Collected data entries

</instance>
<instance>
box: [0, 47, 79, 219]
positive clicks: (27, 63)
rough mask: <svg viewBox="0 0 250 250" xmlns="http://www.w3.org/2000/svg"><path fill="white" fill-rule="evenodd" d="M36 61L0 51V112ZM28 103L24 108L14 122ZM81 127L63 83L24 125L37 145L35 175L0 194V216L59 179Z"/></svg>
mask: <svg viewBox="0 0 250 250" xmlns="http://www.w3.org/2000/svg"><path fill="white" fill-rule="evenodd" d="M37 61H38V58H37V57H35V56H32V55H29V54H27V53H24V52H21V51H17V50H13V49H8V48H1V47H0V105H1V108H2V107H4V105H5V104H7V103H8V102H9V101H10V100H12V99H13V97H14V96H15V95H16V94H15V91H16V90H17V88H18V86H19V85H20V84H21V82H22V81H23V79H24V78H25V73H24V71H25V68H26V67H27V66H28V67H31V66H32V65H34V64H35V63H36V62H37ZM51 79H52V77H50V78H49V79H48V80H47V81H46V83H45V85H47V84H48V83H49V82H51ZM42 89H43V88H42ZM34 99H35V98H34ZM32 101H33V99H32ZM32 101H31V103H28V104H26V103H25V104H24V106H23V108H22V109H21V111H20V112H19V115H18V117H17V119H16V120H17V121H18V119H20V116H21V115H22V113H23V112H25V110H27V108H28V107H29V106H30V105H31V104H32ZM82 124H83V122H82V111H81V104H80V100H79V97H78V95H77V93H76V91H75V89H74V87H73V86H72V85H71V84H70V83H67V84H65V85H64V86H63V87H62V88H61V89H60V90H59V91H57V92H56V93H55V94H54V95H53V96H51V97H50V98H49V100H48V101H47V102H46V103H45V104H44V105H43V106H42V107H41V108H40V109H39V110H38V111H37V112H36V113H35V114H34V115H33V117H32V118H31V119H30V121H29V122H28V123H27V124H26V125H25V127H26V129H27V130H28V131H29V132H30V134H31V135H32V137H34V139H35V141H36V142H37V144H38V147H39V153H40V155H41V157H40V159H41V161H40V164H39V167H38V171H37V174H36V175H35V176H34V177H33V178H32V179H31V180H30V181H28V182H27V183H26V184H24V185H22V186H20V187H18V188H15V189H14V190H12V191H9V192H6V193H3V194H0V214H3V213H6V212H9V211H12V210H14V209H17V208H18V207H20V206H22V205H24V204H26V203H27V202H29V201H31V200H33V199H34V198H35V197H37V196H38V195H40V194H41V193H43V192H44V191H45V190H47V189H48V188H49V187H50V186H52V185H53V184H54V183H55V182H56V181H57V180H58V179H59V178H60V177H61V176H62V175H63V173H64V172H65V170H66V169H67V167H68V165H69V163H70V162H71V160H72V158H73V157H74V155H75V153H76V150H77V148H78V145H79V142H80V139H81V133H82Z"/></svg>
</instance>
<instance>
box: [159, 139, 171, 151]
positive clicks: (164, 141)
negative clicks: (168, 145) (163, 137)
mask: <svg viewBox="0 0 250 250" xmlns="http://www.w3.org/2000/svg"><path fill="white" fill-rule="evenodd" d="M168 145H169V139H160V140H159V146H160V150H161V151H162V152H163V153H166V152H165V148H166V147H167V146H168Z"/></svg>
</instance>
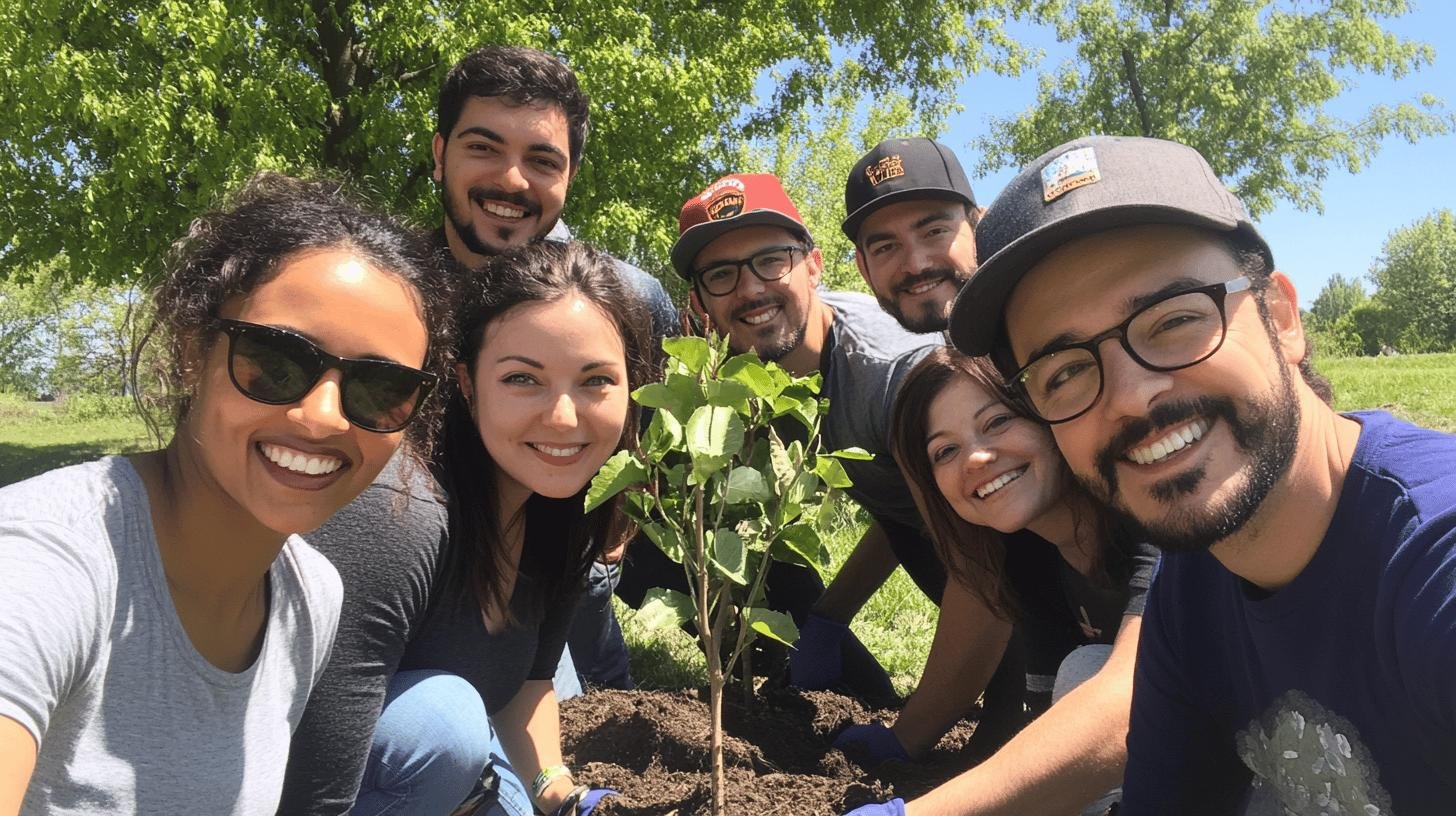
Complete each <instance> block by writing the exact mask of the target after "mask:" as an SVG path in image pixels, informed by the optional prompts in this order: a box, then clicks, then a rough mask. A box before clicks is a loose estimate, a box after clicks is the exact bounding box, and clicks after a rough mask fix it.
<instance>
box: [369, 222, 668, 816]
mask: <svg viewBox="0 0 1456 816" xmlns="http://www.w3.org/2000/svg"><path fill="white" fill-rule="evenodd" d="M462 274H463V275H464V281H463V286H462V287H460V291H459V296H460V302H462V303H460V309H459V315H457V321H456V326H457V334H459V342H457V345H456V350H454V370H456V379H457V382H459V389H457V392H454V393H453V395H451V398H450V402H448V405H447V408H446V420H444V430H443V437H441V444H440V446H438V450H440V452H438V456H437V458H435V466H434V472H435V476H437V481H438V488H440V494H441V495H443V501H444V507H446V513H444V517H443V519H440V520H438V522H437V525H446V526H447V530H441V532H447V533H448V545H447V548H446V555H444V570H443V574H444V576H446V578H444V583H443V587H441V590H440V592H438V593H437V599H435V602H434V606H432V611H431V613H430V615H428V616H427V619H425V621H424V624H422V627H421V631H419V632H418V634H416V635H415V637H414V638H412V640H411V643H409V647H408V650H406V653H405V656H403V660H402V662H400V672H399V673H397V675H396V676H395V679H393V680H392V682H390V694H389V698H387V699H386V711H384V718H383V720H381V721H380V726H379V731H376V739H374V750H373V753H371V756H370V768H368V769H365V774H364V788H363V790H361V793H360V797H358V803H357V804H355V813H373V812H383V810H386V809H389V807H390V806H392V804H390V801H389V800H387V797H386V796H383V791H380V790H374V785H373V782H371V781H373V780H376V778H377V769H379V768H380V766H387V765H390V758H389V752H390V750H395V749H392V748H390V746H392V745H393V743H399V745H403V743H406V742H409V739H408V737H409V734H408V733H405V730H406V729H408V727H409V726H408V721H406V723H405V724H400V723H396V717H395V715H393V711H395V710H399V711H403V710H406V708H415V710H418V711H440V710H441V708H443V705H441V702H440V699H441V698H440V697H438V695H440V694H441V692H437V691H430V689H427V685H425V683H432V682H440V680H443V679H447V680H448V679H453V680H456V682H459V680H460V679H463V680H466V682H469V685H472V686H473V688H475V691H476V692H479V695H478V697H479V699H482V701H483V704H485V713H488V714H489V727H491V730H492V731H494V742H492V743H491V745H489V746H488V748H486V756H485V758H483V764H485V774H483V780H485V781H486V782H488V784H486V785H483V787H485V790H486V791H488V793H486V799H485V801H483V803H479V804H473V806H478V807H479V810H476V812H479V813H489V815H496V813H501V815H511V816H514V815H517V813H524V815H529V813H531V812H533V809H534V810H539V812H540V813H547V815H556V813H561V815H562V816H568V815H585V813H588V812H590V810H591V807H594V804H596V803H597V801H598V800H600V797H601V796H603V793H601V791H593V790H590V788H587V787H585V785H578V784H577V781H575V780H574V778H572V774H571V771H569V769H566V768H565V766H563V765H562V762H561V736H559V721H558V715H556V697H555V694H553V686H552V676H553V675H555V672H556V667H558V662H559V659H561V653H562V646H563V643H565V638H566V628H568V625H569V624H571V616H572V611H574V608H575V597H577V596H578V595H579V593H581V592H582V589H584V583H585V577H587V571H588V568H590V565H591V562H593V561H594V560H596V558H598V557H600V554H601V552H603V551H604V549H609V548H612V546H614V545H616V544H617V542H620V541H623V538H625V535H626V533H628V532H629V530H628V529H626V527H625V525H623V522H622V520H623V516H622V514H620V513H617V511H616V503H609V504H607V506H603V507H600V509H597V510H594V511H591V513H585V511H584V498H585V491H587V487H588V484H590V482H591V478H593V476H594V475H596V472H597V471H598V469H600V468H601V465H603V462H606V460H607V458H609V456H612V453H614V452H617V450H620V449H622V447H623V446H629V444H632V443H633V440H635V436H636V428H638V420H636V408H635V405H633V404H632V402H630V399H629V395H630V392H632V389H635V388H638V386H641V385H644V383H645V382H648V379H651V377H654V376H655V372H657V367H655V364H654V361H655V358H657V354H654V351H652V347H651V341H649V340H648V338H649V335H648V326H649V325H651V322H649V319H648V316H646V313H645V310H644V309H642V306H641V302H639V300H638V299H635V297H632V296H630V291H629V290H628V289H626V287H625V284H623V281H622V278H620V275H619V274H617V271H616V270H614V267H613V262H612V259H610V258H609V256H607V255H603V254H598V252H596V251H593V249H591V248H588V246H587V245H582V243H575V242H571V243H556V242H539V243H531V245H527V246H524V248H520V249H515V251H511V252H507V254H504V255H499V256H496V258H494V259H492V261H491V262H489V264H486V265H485V267H483V268H482V270H479V271H473V272H464V271H462ZM379 535H389V530H379ZM409 535H412V536H416V535H419V533H418V532H411V533H409ZM428 535H438V532H435V533H428ZM441 685H444V683H441ZM409 697H416V698H418V704H411V701H409ZM472 697H475V695H472ZM475 705H479V702H476V704H475ZM464 714H466V713H464V711H462V713H460V715H462V717H463V715H464ZM396 736H400V737H405V739H396ZM400 750H403V749H400ZM466 771H470V774H469V777H467V781H469V780H470V778H475V777H482V774H480V766H479V765H475V766H473V768H469V766H466ZM396 787H397V785H396ZM464 793H467V791H460V790H456V791H440V797H441V800H447V801H450V806H454V804H456V803H457V801H459V800H460V799H462V797H463V796H464ZM408 799H409V800H408V804H399V806H397V807H395V809H392V810H389V812H390V813H396V812H406V810H408V812H415V810H416V809H418V810H419V812H424V801H422V799H419V797H408Z"/></svg>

▶ [What the task requires]: Starting with the first line of the entries and ending with the line that has "positive clicks: (27, 63)", copy each line exactly and add nothing.

▶ [Written response]:
</instance>
<instance>
box: [0, 47, 79, 219]
positive clicks: (27, 63)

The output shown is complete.